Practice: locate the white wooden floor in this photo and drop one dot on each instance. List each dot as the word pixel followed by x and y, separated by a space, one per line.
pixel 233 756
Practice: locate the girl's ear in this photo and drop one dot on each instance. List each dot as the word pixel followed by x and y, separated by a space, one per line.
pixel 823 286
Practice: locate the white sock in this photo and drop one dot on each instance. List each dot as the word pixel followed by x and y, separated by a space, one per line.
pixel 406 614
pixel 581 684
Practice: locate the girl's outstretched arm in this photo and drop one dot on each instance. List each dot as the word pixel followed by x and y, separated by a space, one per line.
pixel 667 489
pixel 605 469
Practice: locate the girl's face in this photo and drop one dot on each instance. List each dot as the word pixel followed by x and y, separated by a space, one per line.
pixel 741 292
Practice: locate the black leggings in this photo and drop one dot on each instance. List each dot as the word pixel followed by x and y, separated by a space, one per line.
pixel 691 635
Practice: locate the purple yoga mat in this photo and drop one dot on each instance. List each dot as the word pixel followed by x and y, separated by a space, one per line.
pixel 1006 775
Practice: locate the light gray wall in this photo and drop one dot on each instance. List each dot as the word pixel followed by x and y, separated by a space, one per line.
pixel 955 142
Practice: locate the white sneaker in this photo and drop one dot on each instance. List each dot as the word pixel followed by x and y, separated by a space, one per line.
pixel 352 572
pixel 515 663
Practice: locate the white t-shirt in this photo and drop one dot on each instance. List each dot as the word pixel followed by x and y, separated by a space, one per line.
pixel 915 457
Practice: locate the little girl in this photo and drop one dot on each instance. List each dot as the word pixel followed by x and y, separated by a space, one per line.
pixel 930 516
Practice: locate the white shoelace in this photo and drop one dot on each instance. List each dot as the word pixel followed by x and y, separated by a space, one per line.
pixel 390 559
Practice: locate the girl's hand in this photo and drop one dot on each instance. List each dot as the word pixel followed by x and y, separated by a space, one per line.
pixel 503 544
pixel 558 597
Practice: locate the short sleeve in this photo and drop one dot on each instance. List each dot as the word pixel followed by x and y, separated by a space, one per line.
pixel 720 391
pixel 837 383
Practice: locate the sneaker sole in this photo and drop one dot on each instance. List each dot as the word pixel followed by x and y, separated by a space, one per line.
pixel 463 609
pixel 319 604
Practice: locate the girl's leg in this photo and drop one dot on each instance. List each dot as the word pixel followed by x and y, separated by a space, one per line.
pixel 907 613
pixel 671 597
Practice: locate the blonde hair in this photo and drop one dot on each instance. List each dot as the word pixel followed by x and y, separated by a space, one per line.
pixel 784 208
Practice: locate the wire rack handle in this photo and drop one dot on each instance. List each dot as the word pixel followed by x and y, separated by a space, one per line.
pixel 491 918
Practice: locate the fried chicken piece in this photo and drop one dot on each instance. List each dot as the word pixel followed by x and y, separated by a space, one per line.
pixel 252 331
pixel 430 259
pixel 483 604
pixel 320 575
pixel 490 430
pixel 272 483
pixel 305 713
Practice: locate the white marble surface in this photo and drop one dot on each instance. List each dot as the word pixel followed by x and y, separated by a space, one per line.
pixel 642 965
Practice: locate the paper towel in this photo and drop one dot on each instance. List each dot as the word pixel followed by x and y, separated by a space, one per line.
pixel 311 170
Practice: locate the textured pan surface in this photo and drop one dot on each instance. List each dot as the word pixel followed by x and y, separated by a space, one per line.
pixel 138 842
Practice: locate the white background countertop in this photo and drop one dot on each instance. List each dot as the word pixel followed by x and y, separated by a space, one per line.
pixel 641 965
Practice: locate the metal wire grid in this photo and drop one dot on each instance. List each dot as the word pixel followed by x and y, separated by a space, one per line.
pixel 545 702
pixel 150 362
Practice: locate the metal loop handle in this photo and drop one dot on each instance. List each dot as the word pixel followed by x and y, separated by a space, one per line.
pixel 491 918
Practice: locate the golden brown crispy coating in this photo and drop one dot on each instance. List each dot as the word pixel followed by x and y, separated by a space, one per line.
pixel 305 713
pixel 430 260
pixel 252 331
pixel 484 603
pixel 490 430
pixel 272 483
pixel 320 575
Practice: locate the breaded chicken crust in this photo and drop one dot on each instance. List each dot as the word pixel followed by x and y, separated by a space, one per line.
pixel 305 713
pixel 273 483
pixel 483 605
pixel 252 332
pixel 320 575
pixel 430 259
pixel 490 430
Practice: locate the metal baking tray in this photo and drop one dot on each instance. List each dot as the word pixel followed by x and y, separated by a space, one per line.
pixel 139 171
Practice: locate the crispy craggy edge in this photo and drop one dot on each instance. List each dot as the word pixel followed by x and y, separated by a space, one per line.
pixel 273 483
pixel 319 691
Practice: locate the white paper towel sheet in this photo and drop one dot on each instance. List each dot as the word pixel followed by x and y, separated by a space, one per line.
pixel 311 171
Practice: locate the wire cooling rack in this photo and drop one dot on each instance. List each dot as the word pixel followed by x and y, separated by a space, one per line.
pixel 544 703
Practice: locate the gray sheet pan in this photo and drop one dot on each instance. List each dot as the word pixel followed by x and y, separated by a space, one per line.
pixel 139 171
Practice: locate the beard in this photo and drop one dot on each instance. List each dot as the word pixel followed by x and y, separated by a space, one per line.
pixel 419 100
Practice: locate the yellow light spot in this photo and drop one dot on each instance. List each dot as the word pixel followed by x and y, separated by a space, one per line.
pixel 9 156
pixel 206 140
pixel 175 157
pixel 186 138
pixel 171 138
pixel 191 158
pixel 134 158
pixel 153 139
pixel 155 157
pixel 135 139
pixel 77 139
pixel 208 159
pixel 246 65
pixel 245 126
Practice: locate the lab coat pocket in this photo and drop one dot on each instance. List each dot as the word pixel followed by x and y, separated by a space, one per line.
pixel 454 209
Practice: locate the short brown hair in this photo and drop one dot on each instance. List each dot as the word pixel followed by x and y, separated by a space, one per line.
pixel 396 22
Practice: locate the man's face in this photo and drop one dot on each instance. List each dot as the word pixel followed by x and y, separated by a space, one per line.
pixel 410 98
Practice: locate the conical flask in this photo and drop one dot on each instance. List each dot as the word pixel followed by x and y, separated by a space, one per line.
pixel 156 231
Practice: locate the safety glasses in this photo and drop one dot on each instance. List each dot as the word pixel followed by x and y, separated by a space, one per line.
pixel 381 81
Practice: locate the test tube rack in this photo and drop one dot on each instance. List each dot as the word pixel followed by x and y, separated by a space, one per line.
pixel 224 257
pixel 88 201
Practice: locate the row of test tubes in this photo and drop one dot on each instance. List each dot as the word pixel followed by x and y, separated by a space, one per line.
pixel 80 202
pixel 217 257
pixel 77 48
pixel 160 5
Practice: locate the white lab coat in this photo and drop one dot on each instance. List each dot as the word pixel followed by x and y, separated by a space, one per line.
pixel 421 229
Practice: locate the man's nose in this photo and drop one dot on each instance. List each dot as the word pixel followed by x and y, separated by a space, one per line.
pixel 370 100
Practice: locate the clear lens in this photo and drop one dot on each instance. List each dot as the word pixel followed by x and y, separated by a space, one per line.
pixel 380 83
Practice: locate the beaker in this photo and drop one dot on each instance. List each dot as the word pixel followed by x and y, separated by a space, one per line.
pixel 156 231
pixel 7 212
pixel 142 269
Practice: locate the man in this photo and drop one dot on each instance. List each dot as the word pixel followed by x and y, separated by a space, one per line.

|---|

Reproduce all of the material above line for line, without changing a single character.

Practice: locate the white wooden floor in this photo and drop one dot on each instance. List each dot as the word pixel followed by x and y, separated by a space, one per line.
pixel 233 756
Practice: locate the girl's ear in this photo and drop one dot on each instance. List each dot as the word pixel followed by x and y, separated by a space, one per line.
pixel 823 286
Practice: locate the white sock in this photo and drop one dot on each instance. List each dot as the word pixel followed by x and y, separated by a space, one per line.
pixel 406 614
pixel 581 684
Practice: locate the girl's outstretched arm in this photo and drop one dot on each instance. List each dot as the word pixel followed by x and y, separated by a space, one per line.
pixel 667 489
pixel 605 469
Practice: locate the girl's face in this photo and drop one dot on each instance. List each dot as the word pixel followed by x and y, separated by a space, one per line.
pixel 741 292
Practice: locate the black leggings in this photo and drop one dot on each instance. List each dot as the word pixel followed by x and y, separated by a space, one per line.
pixel 691 635
Practice: locate the purple yoga mat in this photo and drop one dot on each instance. List each dot as the word pixel followed by x and y, separated by a space, one per line.
pixel 1006 775
Practice: locate the light gray wall in this photo and drop one dot on each instance. List each dot as the word pixel followed by x and y, separated by a space, one per line.
pixel 955 142
Practice: locate the white sneaker in this photo and drop one dot on each instance. List each dot as the word pixel followed by x and y, separated by a space, one per line.
pixel 352 572
pixel 515 663
Practice: locate the white t-shirt in this photo and drop one dot on each instance. List each dot as the word pixel followed by x and y, separated by a space, one per line.
pixel 915 457
Practice: locate the little girl in this photo and drop one dot on each instance. List each dot as the word pixel followed by x and y, separated by a space, one per line.
pixel 930 516
Practice: locate the white shoelace in this photo and drop one dot on each instance. List each dot as the word pixel followed by x and y, separated by a space, one per line.
pixel 390 559
Practice: locate the girl's hand in this photo and drop one dot on each instance. List each dot as the word pixel followed by x and y, separated by a space, one per line.
pixel 503 544
pixel 558 597
Practice: locate the short sleeve in this photo and drop one dot on each instance. List each dot as the word pixel followed by x and y, separated by a space, one per line.
pixel 720 391
pixel 837 383
Practice: locate the sneaker sole in this photo and drop one dot on each instance. List each dot as the word pixel followed by x and y, separated by a space, one per line.
pixel 463 609
pixel 319 604
Practice: locate the girl's leg in this photo and drop one dot on each instance. List each dot as the word pixel followed by x and y, separated by a space, one per line.
pixel 907 613
pixel 671 597
Practice: locate the blonde hair in this photo and drop one dot on each instance. List each dot as the word pixel followed by x and y, separated by a space, one per line.
pixel 784 208
Practice: locate the wire rack handle in this photo and drop one dot on each instance. List each dot as the word pixel followed by x and y, separated by a space, one per line.
pixel 491 918
Practice: locate the fried chicken piece in this photo and drop one dot on each instance. List each dot as the word pixel followed by x and y, separated by a space, one per line.
pixel 252 331
pixel 430 259
pixel 483 604
pixel 320 575
pixel 490 430
pixel 272 483
pixel 305 713
Practice: locate the white marble surface in this photo and drop one dot on each instance. List each dot as the word pixel followed by x and y, separated by a space, one per line.
pixel 642 965
Practice: locate the paper towel in this photo and drop one dot on each instance. List each dot as the word pixel followed by x and y, separated by a space, one per line.
pixel 311 170
Practice: locate the textured pan surface in this photo and drop one dot on each instance. List each dot as the word pixel followed by x and y, separated by a space, one per line.
pixel 138 842
Practice: locate the white background countertop in this photo and drop one dot on each instance. List each dot as the word pixel followed by x and y, separated by a space, one per line.
pixel 641 965
Practice: locate the metal wire grid in this photo and drop one dot on each instance. List each dot as the word pixel followed by x and y, separated by a space, one per line.
pixel 545 702
pixel 150 362
Practice: locate the metal loop handle in this photo and drop one dot on each instance. List each dot as the word pixel followed by x and y, separated by a space, one per line.
pixel 491 918
Practice: locate the golden brown crispy coating in this photo and drop one dot on each instance. List each dot as the word pixel followed by x and y, separated by a space, one per line.
pixel 305 713
pixel 430 260
pixel 252 331
pixel 484 603
pixel 490 430
pixel 272 483
pixel 320 575
Practice: locate the breaded chicken crust in this photo and drop one dot on each instance. List each dot as the word pixel followed by x and y, separated by a space, one per line.
pixel 305 713
pixel 273 483
pixel 483 605
pixel 252 332
pixel 320 575
pixel 430 259
pixel 490 430
Practice: locate the metal baking tray in this photo and drop one dot on each instance. List each dot as the word pixel followed by x and y, separated by a space, one per line.
pixel 139 171
Practice: locate the crispy craggy edge in this photo and drop one dot on each instance. List each dot as the word pixel followed by x and y, separated by a space, one per line.
pixel 273 483
pixel 319 691
Practice: locate the white paper towel sheet in this photo and drop one dot on each instance. List each dot as the word pixel followed by x and y, separated by a space, one per line.
pixel 311 171
Practice: locate the wire cooling rack in this photo and drop one dot on each instance. List each dot as the word pixel followed by x and y, separated by a space, one per line.
pixel 544 703
Practice: locate the gray sheet pan in this photo and drop one dot on each instance. List each dot as the word pixel followed by x and y, separated by a space, one per line.
pixel 139 171
Practice: locate the beard in this photo and drop one dot on each instance. List each dot as the word pixel followed by x and y, separated by a space, one per line.
pixel 419 100
Practice: locate the yellow light spot in this photo and drop one dot on each instance. List each dot as the word pixel followed by x and y, separated by a space, one per line.
pixel 9 156
pixel 206 140
pixel 175 157
pixel 186 138
pixel 171 138
pixel 191 158
pixel 134 158
pixel 153 139
pixel 155 157
pixel 135 139
pixel 77 139
pixel 208 159
pixel 246 65
pixel 245 126
Practice: locate the lab coat pocket in this photo and drop one dot on each instance. List each dot as the word pixel followed by x and y, separated by a space, one per line.
pixel 454 209
Practice: locate the short brown hair in this photo and drop one dot on each instance. List each dot as the word pixel followed by x and y, separated by a space, one per line.
pixel 396 22
Practice: locate the man's face in this photo and drop one dot on each instance. List each dot as the word pixel followed by x and y, separated by a space, one per line.
pixel 410 98
Practice: locate the conical flask in this photo and drop one dot on each instance. List each dot as the word pixel followed by x and y, separated by a space, one per line.
pixel 156 231
Practice: locate the safety glasses in this photo and drop one dot on each instance. List each dot as the word pixel followed by x and y, separated by a space, one per line.
pixel 381 81
Practice: locate the test tube rack in this photo and drop one dot on each instance. List each dot as the word pixel followed by x and y, separated by a space, one per line.
pixel 224 257
pixel 88 201
Practice: locate the row of test tubes in this photo and drop one dot on each instance. List each dot as the word pixel followed by x and y, separated by a space, one per line.
pixel 80 202
pixel 217 257
pixel 77 48
pixel 160 5
Practice: locate the white lab coat in this photo and drop one dot on each instance. List each dot as the word pixel followed by x and y, separated by a space, one per line.
pixel 421 229
Practice: locate the man's nose in this photo and drop one dot on each instance. List each dot as the word pixel followed by x and y, separated by a space, one per line.
pixel 370 100
Practice: locate the clear lens in this photo and drop one dot on each instance. List each dot as the word pixel followed by x and y, separated by a space, one per line.
pixel 380 83
Practice: locate the beaker in this photo and drop one dot on each instance. List each dot as the word pixel followed by x and y, separated by a space, one per line.
pixel 156 231
pixel 7 212
pixel 142 269
Practice: locate the man in this photo and drop one dot on each instance. List each dot as the word pixel followed by x and y, separated by a space, one per line.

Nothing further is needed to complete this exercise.